►
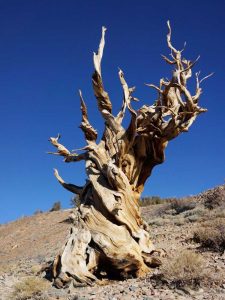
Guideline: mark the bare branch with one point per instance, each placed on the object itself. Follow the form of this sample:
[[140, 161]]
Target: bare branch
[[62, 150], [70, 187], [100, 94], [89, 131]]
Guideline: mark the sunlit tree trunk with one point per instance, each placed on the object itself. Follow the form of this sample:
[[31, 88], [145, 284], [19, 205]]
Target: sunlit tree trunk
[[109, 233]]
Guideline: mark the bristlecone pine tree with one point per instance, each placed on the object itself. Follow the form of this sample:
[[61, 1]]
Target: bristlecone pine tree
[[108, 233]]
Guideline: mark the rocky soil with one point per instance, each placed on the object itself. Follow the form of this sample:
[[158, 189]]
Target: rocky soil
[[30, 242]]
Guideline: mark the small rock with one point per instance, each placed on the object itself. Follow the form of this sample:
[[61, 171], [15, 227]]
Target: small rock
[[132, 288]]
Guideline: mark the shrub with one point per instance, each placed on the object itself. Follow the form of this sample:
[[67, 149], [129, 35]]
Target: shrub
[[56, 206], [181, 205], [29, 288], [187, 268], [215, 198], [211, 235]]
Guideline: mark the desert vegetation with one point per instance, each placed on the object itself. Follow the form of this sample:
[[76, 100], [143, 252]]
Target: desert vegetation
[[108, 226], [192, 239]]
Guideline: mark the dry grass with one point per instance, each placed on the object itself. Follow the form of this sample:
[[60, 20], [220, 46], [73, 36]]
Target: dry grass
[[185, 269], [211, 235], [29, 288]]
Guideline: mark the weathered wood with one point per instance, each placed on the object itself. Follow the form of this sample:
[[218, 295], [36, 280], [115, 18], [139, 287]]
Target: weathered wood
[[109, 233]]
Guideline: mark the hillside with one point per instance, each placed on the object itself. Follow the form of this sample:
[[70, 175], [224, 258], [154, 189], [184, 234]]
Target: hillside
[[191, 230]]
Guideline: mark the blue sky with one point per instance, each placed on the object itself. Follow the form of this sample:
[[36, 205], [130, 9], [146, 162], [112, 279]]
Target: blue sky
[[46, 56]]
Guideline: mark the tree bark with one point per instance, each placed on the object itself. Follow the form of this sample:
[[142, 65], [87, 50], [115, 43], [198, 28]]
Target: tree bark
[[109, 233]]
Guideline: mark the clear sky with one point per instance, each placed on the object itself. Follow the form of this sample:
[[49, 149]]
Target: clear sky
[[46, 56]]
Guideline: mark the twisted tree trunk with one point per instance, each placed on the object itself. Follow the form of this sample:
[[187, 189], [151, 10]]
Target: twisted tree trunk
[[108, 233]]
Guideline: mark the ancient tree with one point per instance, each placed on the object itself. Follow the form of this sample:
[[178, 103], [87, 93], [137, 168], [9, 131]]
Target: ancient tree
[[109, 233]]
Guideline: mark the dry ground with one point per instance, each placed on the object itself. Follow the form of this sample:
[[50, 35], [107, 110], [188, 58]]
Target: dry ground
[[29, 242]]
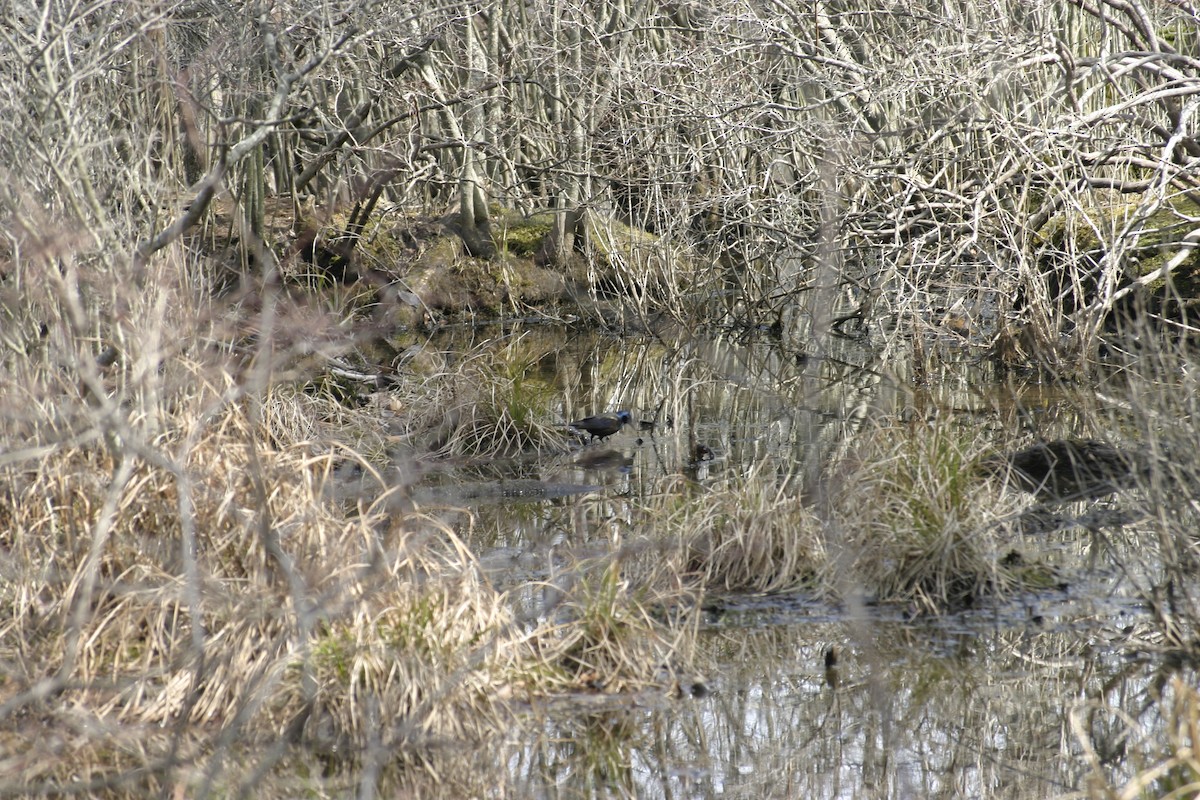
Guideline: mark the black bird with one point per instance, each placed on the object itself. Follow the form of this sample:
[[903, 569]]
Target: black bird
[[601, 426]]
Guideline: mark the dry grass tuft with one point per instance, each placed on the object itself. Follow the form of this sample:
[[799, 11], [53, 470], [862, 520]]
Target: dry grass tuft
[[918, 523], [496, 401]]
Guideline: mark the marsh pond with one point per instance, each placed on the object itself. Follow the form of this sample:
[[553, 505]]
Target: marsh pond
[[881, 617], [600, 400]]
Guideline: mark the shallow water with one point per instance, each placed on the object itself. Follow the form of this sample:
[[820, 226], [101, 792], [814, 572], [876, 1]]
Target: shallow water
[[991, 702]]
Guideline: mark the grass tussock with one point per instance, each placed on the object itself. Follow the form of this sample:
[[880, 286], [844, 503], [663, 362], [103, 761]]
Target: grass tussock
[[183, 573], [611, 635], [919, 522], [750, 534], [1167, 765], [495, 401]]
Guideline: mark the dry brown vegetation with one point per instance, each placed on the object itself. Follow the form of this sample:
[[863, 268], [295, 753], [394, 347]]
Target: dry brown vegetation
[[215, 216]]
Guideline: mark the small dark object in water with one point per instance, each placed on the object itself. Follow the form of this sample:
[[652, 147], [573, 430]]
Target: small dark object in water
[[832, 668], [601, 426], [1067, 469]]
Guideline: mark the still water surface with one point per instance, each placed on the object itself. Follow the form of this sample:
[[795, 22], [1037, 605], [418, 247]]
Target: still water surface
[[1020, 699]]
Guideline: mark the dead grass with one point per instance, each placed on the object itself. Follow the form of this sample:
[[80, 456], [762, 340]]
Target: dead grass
◄
▶ [INSTRUCTION]
Copy the data again from the line with "Guideline: mark the dead" through the end, putting "withered grass" in place of "dead grass" and leaving everything else unchanged.

▶ [THE REPLY]
Guideline: mark the withered grass with one point per instance, each placed on the object itself. Follow the form of this sample:
[[80, 456], [762, 340]]
Target: withered grass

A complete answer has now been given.